• Activity:
Only an exact repetition of the lines from the one that holds "neck. Write the coordinates, one line per instance." to the end of the records is wanted.

Records excerpted from a collection:
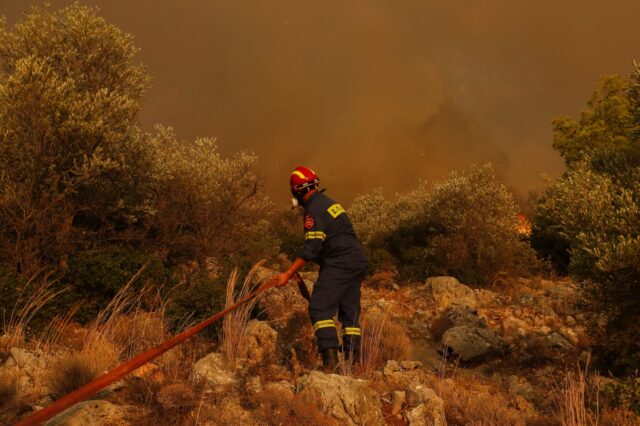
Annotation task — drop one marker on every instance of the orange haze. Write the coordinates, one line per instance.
(375, 93)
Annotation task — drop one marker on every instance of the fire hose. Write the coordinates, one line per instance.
(138, 361)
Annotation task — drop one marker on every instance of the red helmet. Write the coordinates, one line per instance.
(302, 178)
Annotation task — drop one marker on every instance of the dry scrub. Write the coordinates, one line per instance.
(235, 323)
(465, 405)
(382, 340)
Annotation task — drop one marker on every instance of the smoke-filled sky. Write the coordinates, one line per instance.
(375, 93)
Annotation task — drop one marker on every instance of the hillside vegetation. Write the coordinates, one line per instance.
(113, 238)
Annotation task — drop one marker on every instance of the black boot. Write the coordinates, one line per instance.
(329, 360)
(350, 358)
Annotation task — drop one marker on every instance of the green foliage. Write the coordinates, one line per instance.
(592, 213)
(465, 226)
(624, 394)
(604, 126)
(199, 298)
(69, 96)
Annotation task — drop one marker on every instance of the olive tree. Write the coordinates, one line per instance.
(69, 96)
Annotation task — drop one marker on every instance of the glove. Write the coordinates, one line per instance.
(283, 279)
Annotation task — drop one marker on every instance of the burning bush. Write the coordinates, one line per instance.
(590, 217)
(465, 226)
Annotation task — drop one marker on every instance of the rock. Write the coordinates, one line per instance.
(397, 399)
(514, 328)
(544, 330)
(473, 344)
(550, 346)
(350, 401)
(447, 292)
(410, 365)
(485, 297)
(429, 410)
(149, 372)
(213, 370)
(94, 413)
(253, 385)
(526, 299)
(176, 397)
(570, 335)
(260, 341)
(282, 386)
(458, 316)
(392, 366)
(520, 387)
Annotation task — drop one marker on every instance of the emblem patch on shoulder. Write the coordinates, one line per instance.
(309, 222)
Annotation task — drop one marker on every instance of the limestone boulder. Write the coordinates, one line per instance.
(473, 344)
(350, 401)
(458, 316)
(260, 341)
(428, 407)
(446, 292)
(214, 370)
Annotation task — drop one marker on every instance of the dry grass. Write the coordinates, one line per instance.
(619, 417)
(577, 393)
(235, 323)
(139, 331)
(372, 329)
(382, 340)
(466, 405)
(8, 389)
(572, 398)
(27, 307)
(71, 371)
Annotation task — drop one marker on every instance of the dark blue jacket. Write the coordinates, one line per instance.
(329, 235)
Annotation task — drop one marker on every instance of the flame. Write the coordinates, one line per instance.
(523, 227)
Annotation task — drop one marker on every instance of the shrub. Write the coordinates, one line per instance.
(69, 98)
(465, 227)
(139, 331)
(625, 394)
(206, 205)
(75, 369)
(600, 220)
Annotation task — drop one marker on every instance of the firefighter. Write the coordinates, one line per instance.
(330, 241)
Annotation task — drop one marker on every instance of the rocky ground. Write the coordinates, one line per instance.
(438, 353)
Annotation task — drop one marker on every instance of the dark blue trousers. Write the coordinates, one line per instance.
(337, 290)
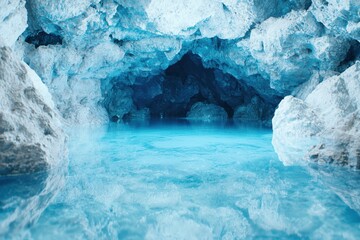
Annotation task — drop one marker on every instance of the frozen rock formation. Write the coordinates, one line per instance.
(122, 60)
(31, 137)
(340, 17)
(324, 127)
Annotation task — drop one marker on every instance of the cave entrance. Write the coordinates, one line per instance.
(187, 89)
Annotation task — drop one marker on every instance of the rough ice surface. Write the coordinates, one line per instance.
(193, 182)
(88, 44)
(31, 135)
(327, 121)
(31, 141)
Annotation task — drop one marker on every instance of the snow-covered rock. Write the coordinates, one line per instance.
(31, 137)
(291, 48)
(325, 127)
(340, 17)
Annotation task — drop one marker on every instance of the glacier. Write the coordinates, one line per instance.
(289, 65)
(113, 60)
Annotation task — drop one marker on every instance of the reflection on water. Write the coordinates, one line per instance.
(185, 181)
(23, 198)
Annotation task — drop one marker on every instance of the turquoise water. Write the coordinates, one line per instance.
(187, 182)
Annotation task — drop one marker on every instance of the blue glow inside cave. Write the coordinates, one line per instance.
(177, 180)
(209, 119)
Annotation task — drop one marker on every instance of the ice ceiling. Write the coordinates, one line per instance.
(120, 60)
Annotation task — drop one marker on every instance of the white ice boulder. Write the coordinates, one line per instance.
(31, 135)
(325, 127)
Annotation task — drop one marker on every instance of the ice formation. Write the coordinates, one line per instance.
(118, 60)
(31, 137)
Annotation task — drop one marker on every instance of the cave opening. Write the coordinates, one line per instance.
(187, 89)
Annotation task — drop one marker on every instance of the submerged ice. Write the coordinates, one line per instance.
(195, 182)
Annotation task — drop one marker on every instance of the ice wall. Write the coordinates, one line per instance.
(108, 59)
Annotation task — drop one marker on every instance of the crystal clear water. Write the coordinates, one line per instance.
(184, 182)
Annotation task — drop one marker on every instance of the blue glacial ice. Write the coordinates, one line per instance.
(292, 65)
(195, 182)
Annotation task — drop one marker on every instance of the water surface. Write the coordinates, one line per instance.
(194, 182)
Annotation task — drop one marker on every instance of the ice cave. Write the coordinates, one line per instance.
(179, 119)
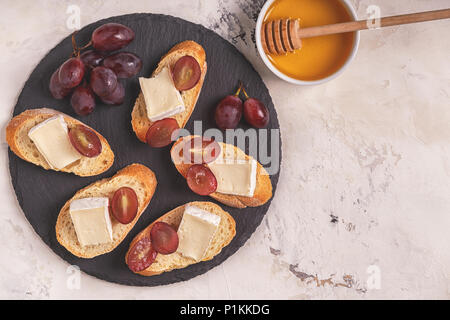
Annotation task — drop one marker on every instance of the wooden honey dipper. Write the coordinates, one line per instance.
(284, 35)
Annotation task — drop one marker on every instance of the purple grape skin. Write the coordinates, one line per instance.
(71, 73)
(124, 64)
(92, 58)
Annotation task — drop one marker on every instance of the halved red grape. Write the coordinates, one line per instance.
(85, 141)
(103, 81)
(83, 100)
(200, 150)
(71, 73)
(164, 238)
(116, 97)
(256, 113)
(56, 89)
(228, 112)
(201, 180)
(186, 73)
(160, 132)
(141, 255)
(111, 37)
(124, 205)
(92, 58)
(124, 64)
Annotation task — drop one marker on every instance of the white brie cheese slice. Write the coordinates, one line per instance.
(52, 140)
(196, 230)
(162, 99)
(90, 217)
(235, 176)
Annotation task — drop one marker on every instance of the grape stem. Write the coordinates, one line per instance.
(239, 89)
(245, 92)
(76, 49)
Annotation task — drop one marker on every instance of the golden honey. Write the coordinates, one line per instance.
(319, 57)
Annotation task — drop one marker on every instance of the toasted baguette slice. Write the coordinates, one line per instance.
(139, 119)
(263, 189)
(223, 236)
(19, 142)
(136, 176)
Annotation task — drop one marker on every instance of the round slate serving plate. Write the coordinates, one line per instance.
(42, 193)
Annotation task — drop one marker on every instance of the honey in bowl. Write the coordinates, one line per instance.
(319, 57)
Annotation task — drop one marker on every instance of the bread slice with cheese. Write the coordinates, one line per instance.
(139, 119)
(19, 142)
(263, 188)
(224, 234)
(136, 176)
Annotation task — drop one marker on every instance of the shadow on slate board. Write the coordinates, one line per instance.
(42, 193)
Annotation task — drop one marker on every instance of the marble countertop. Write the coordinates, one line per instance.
(366, 155)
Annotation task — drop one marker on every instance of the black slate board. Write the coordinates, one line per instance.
(42, 193)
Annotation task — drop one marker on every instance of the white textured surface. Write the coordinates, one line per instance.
(365, 176)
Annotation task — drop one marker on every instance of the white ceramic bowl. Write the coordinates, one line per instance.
(281, 75)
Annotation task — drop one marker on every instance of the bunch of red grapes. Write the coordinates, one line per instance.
(96, 72)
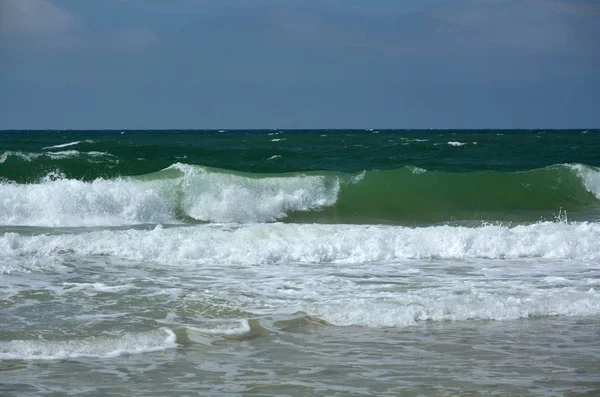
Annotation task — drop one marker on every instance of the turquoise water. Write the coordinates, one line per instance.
(324, 262)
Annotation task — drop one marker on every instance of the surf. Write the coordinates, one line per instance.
(185, 193)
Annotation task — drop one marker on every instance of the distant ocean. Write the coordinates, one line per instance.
(300, 263)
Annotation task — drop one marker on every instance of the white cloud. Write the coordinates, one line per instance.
(34, 17)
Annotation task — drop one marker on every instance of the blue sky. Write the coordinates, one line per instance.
(68, 64)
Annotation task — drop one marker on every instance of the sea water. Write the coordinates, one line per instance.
(418, 263)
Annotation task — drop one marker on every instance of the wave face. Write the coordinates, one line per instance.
(186, 193)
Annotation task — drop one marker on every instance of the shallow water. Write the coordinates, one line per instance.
(418, 263)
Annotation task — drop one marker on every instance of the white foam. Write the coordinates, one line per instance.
(67, 144)
(409, 309)
(59, 155)
(100, 287)
(221, 197)
(285, 243)
(237, 328)
(95, 347)
(64, 202)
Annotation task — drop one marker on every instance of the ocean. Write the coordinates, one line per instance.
(300, 263)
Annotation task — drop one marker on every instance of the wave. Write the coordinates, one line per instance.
(292, 243)
(412, 309)
(96, 347)
(67, 144)
(186, 193)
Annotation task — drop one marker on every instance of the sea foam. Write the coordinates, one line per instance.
(285, 243)
(95, 347)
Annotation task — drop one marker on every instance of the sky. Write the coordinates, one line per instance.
(246, 64)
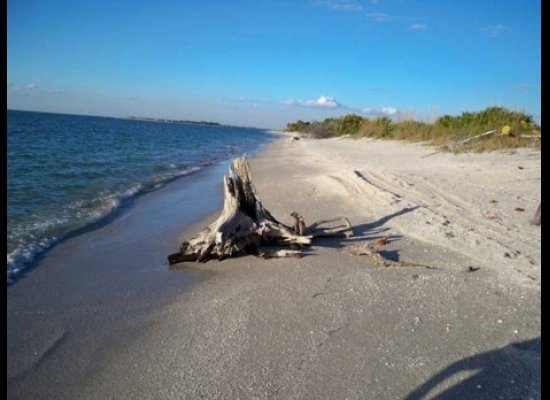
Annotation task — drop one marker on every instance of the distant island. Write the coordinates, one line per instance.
(172, 121)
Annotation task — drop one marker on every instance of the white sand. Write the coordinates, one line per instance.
(331, 325)
(464, 202)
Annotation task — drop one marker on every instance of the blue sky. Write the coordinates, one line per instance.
(266, 63)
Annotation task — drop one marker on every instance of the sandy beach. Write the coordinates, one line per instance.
(327, 326)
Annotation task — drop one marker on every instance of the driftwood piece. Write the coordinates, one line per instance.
(461, 142)
(244, 225)
(368, 249)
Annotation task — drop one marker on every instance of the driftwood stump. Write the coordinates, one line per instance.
(245, 226)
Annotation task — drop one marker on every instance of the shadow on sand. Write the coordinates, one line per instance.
(508, 373)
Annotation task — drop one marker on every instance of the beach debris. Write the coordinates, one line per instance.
(536, 218)
(454, 145)
(380, 242)
(367, 249)
(245, 226)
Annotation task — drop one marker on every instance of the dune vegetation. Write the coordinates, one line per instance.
(504, 129)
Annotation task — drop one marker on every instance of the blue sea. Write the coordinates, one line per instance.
(66, 172)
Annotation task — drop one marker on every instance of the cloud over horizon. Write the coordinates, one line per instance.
(324, 102)
(341, 5)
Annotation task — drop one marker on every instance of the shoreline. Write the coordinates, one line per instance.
(331, 325)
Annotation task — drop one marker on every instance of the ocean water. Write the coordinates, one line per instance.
(66, 172)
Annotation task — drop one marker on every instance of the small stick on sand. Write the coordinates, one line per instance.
(368, 250)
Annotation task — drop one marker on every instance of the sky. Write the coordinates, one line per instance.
(266, 63)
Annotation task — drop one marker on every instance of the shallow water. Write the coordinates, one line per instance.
(66, 172)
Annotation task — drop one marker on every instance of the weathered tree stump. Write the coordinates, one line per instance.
(244, 226)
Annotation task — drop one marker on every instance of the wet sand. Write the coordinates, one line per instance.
(329, 325)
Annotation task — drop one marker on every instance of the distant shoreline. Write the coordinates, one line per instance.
(171, 121)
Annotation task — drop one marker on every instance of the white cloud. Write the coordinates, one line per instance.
(494, 30)
(322, 102)
(341, 5)
(419, 27)
(380, 17)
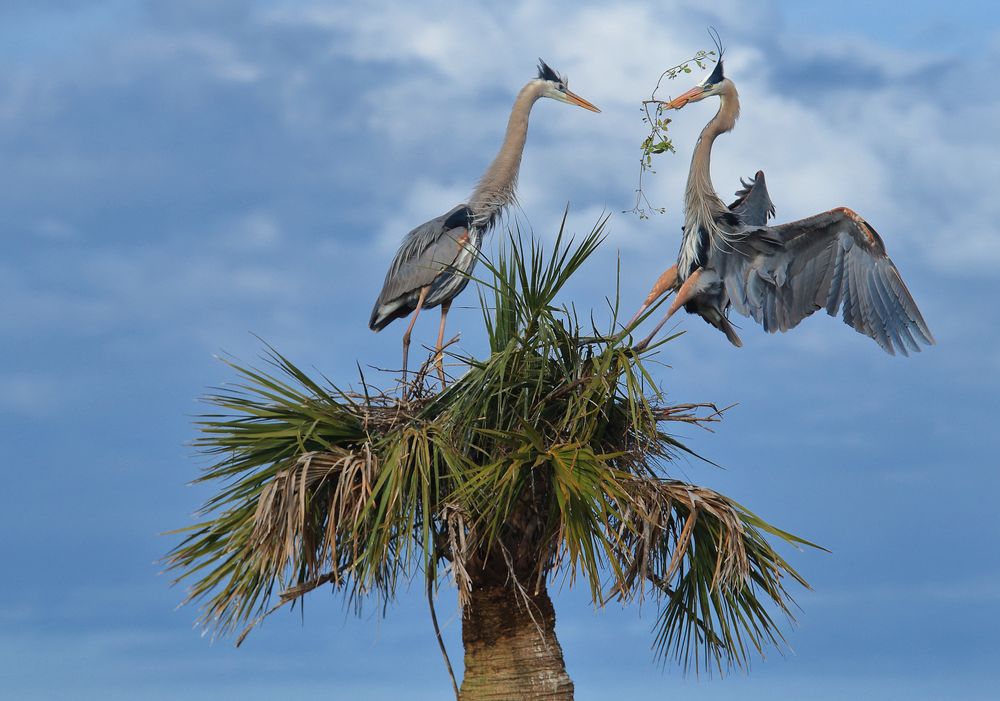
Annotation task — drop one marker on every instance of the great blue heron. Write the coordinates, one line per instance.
(434, 261)
(778, 275)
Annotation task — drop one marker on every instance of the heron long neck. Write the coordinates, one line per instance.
(703, 209)
(497, 188)
(700, 194)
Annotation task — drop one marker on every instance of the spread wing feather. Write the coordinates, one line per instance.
(834, 261)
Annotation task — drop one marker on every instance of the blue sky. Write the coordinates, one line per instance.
(175, 177)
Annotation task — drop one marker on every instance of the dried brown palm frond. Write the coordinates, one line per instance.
(548, 459)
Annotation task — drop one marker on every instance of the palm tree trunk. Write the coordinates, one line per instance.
(511, 650)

• Reply:
Annotation task — drop one marker on every instance of the heron long neck. Write the coordinates, one line per instance.
(703, 209)
(497, 188)
(700, 194)
Annotation task — drop one marker on every instance of the spread wing feather. Write the coordinates, one line per instance.
(834, 261)
Annotation task — drop one marker on every instance of the blue sky. Write the coordinates, one line per instance.
(175, 177)
Annotation task — drop one marker on every instance of the dried brown palm frond. Write the coordinates, one line per instance.
(548, 459)
Annotation task — drop one marker on every instance of the palm tree trunk. Write the coordinates, one line per instance.
(511, 650)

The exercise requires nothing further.